Stated goal: Turn every line of the material below into a JSON list of strings, one string per line, leaving out blank lines.

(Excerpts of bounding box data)
──────────
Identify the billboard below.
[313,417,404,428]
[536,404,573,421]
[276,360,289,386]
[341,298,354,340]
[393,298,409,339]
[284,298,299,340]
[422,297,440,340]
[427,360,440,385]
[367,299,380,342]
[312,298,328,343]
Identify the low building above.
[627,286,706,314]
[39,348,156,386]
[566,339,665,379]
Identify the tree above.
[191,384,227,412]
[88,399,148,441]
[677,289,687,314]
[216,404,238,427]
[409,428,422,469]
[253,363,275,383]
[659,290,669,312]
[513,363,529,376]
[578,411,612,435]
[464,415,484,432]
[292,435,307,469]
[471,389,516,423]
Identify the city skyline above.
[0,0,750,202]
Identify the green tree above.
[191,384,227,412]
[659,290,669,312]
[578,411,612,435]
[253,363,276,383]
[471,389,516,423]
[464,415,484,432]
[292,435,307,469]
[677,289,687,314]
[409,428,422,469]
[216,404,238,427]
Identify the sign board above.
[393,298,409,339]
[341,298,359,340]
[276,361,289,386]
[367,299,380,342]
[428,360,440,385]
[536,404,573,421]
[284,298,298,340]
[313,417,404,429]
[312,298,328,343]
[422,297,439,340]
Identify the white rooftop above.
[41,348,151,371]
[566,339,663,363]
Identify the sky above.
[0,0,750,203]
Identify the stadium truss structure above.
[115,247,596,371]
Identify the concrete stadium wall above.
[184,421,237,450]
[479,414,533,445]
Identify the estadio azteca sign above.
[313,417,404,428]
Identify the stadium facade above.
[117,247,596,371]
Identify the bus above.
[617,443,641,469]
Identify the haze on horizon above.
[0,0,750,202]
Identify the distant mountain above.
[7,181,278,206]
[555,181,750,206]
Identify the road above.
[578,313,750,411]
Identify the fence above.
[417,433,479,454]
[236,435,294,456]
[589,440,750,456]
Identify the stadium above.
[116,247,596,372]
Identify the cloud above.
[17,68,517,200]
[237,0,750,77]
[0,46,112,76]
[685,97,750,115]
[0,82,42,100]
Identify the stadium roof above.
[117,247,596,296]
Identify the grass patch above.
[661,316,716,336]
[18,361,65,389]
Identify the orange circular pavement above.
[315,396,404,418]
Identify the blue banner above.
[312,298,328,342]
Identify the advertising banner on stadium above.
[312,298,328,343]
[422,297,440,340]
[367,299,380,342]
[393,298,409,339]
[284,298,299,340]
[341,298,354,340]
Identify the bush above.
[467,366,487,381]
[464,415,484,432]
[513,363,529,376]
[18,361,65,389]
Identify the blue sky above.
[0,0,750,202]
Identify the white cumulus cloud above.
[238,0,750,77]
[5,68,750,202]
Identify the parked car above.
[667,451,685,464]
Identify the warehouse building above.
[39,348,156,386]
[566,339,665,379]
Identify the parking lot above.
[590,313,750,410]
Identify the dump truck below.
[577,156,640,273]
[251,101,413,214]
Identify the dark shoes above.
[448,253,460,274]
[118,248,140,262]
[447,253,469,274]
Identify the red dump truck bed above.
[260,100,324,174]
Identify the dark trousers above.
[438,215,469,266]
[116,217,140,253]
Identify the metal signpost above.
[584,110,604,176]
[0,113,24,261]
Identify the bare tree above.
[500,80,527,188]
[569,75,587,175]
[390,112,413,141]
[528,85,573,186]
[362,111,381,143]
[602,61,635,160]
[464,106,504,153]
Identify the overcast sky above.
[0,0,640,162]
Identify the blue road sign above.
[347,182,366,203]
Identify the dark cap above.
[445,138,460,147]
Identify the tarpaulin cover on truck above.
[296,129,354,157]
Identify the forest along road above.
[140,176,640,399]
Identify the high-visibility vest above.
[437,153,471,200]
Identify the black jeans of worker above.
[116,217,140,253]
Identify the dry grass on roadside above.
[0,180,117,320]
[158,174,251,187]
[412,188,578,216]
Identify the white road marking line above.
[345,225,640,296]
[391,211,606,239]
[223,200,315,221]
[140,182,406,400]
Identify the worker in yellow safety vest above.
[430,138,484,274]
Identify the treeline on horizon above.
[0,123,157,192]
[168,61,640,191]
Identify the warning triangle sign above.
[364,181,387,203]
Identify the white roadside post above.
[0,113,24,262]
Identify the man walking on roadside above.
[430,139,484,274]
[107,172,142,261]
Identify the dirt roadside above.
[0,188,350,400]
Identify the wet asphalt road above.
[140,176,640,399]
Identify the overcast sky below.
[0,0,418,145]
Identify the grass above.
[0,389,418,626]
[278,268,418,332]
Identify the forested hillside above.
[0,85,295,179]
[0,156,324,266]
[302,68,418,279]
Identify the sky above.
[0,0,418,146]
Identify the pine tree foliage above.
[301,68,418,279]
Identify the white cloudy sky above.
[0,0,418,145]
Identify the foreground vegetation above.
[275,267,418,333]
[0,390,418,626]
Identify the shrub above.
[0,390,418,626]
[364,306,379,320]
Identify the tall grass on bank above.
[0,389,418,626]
──────────
Written response:
[
  "Identify the billboard below.",
  "[313,417,404,428]",
  "[536,404,573,421]",
  "[276,360,289,386]",
  "[341,298,354,340]",
  "[393,298,409,339]",
  "[284,298,299,340]",
  "[422,297,440,340]",
  "[427,360,440,385]",
  "[367,299,380,342]",
  "[312,298,328,343]",
  "Identify the low building above.",
  "[627,286,706,314]",
  "[39,348,156,386]",
  "[566,339,665,379]",
  "Identify the tree above.",
  "[191,384,227,412]",
  "[88,399,148,441]",
  "[677,289,687,314]",
  "[216,404,238,427]",
  "[409,428,422,469]",
  "[253,363,275,383]",
  "[659,290,669,312]",
  "[513,363,529,376]",
  "[578,411,612,435]",
  "[464,415,484,432]",
  "[292,435,307,469]",
  "[471,389,516,423]",
  "Identify the city skyline above.",
  "[0,0,750,202]",
  "Identify the green tree above.",
  "[191,384,227,412]",
  "[659,290,669,312]",
  "[578,411,612,435]",
  "[253,363,276,383]",
  "[471,389,516,423]",
  "[464,415,484,432]",
  "[292,435,307,469]",
  "[677,289,687,314]",
  "[409,428,422,469]",
  "[216,404,238,427]",
  "Identify the sign board above.",
  "[393,298,409,339]",
  "[341,298,359,340]",
  "[276,361,289,386]",
  "[367,299,380,342]",
  "[428,360,440,385]",
  "[536,404,573,421]",
  "[284,298,298,340]",
  "[313,417,404,429]",
  "[312,298,328,343]",
  "[422,297,439,340]",
  "Identify the white rooftop above.",
  "[41,348,151,371]",
  "[566,339,663,363]",
  "Identify the sky above.",
  "[0,0,750,203]",
  "Identify the stadium truss structure above.",
  "[115,247,596,371]",
  "Identify the concrete stadium wall above.",
  "[184,421,237,450]",
  "[479,414,533,445]",
  "Identify the estadio azteca sign above.",
  "[313,417,404,428]",
  "Identify the stadium facade above.",
  "[117,247,596,371]",
  "Identify the bus above.",
  "[617,443,641,469]",
  "Identify the haze on horizon above.",
  "[0,0,750,202]",
  "Identify the distant mountain above.",
  "[7,181,278,206]",
  "[555,181,750,206]",
  "Identify the road above.",
  "[578,313,750,411]",
  "Identify the fence above.",
  "[417,433,479,454]",
  "[236,435,294,456]",
  "[589,440,750,456]",
  "Identify the stadium above.",
  "[116,247,596,372]",
  "Identify the cloud above.",
  "[17,68,517,200]",
  "[237,0,750,77]",
  "[0,46,112,76]",
  "[685,97,750,115]",
  "[0,82,42,100]",
  "Identify the stadium roof above.",
  "[117,247,596,296]",
  "Identify the grass patch above.",
  "[661,316,716,336]",
  "[18,361,65,389]",
  "Identify the orange circular pavement above.",
  "[315,396,404,418]",
  "Identify the blue banner above.",
  "[312,298,328,342]",
  "Identify the advertising banner on stadium above.",
  "[312,298,328,343]",
  "[422,297,440,340]",
  "[367,299,380,342]",
  "[393,298,409,339]",
  "[284,298,299,340]",
  "[341,298,354,340]",
  "Identify the bush above.",
  "[467,366,487,381]",
  "[464,415,484,432]",
  "[513,363,529,376]",
  "[18,361,65,389]",
  "Identify the blue sky above.",
  "[0,0,750,202]",
  "Identify the white cumulus cloud above.",
  "[238,0,750,77]",
  "[5,68,750,202]",
  "Identify the parked car above.",
  "[667,451,685,464]",
  "Identify the warehouse building above.",
  "[39,348,156,386]",
  "[566,339,665,379]",
  "Identify the parking lot above.",
  "[590,313,750,410]",
  "Identify the dump truck below.",
  "[577,156,640,273]",
  "[251,101,413,214]",
  "Identify the dark shoes above.",
  "[448,253,460,274]",
  "[118,248,140,262]",
  "[447,253,469,274]",
  "Identify the red dump truck bed above.",
  "[260,100,324,174]",
  "Identify the dark trousers above.",
  "[438,215,469,266]",
  "[116,217,140,253]",
  "Identify the metal signpost above.",
  "[584,110,604,176]",
  "[0,113,24,261]",
  "Identify the bare tree above.",
  "[500,80,527,188]",
  "[569,75,587,175]",
  "[390,112,413,141]",
  "[528,85,573,186]",
  "[362,111,381,143]",
  "[602,61,635,160]",
  "[464,106,504,153]",
  "Identify the overcast sky above.",
  "[0,0,640,162]",
  "Identify the blue road sign above.",
  "[347,182,366,203]",
  "Identify the dark cap above.",
  "[445,138,460,147]",
  "Identify the tarpaulin cover on truck above.",
  "[296,129,354,157]",
  "Identify the forest along road above.",
  "[140,176,640,399]",
  "Identify the high-visibility vest above.",
  "[437,153,471,200]",
  "Identify the black jeans of worker above.",
  "[116,217,140,253]",
  "Identify the dry grass on roadside above.",
  "[0,180,117,320]",
  "[158,174,251,187]",
  "[412,188,578,216]",
  "Identify the white road marking line above.",
  "[345,225,640,296]",
  "[391,211,606,239]",
  "[223,200,315,221]",
  "[140,182,406,400]",
  "Identify the worker in yellow safety vest above.",
  "[430,138,484,274]",
  "Identify the treeline on horizon above.",
  "[0,123,157,192]",
  "[168,61,640,191]",
  "Identify the warning triangle sign above.",
  "[364,181,387,203]",
  "Identify the white roadside post above.",
  "[0,113,24,262]",
  "Identify the man walking on roadside above.",
  "[430,139,484,274]",
  "[107,172,142,261]",
  "Identify the dirt roadside above.",
  "[0,188,350,400]",
  "Identify the wet asphalt road above.",
  "[140,176,640,399]",
  "Identify the overcast sky below.",
  "[0,0,418,145]",
  "Identify the grass above.",
  "[0,389,418,626]",
  "[278,268,418,332]",
  "Identify the forested hillside above.",
  "[0,85,295,179]",
  "[0,156,324,266]",
  "[302,68,418,279]",
  "Identify the sky above.",
  "[0,0,418,146]",
  "Identify the pine tree foliage above.",
  "[301,68,418,279]",
  "Identify the white cloudy sky above.",
  "[0,0,418,145]",
  "Identify the foreground vegetation above.",
  "[275,267,418,333]",
  "[0,390,418,626]",
  "Identify the shrub above.",
  "[0,390,418,626]",
  "[364,306,379,320]",
  "Identify the tall grass on bank above.",
  "[0,389,418,626]"
]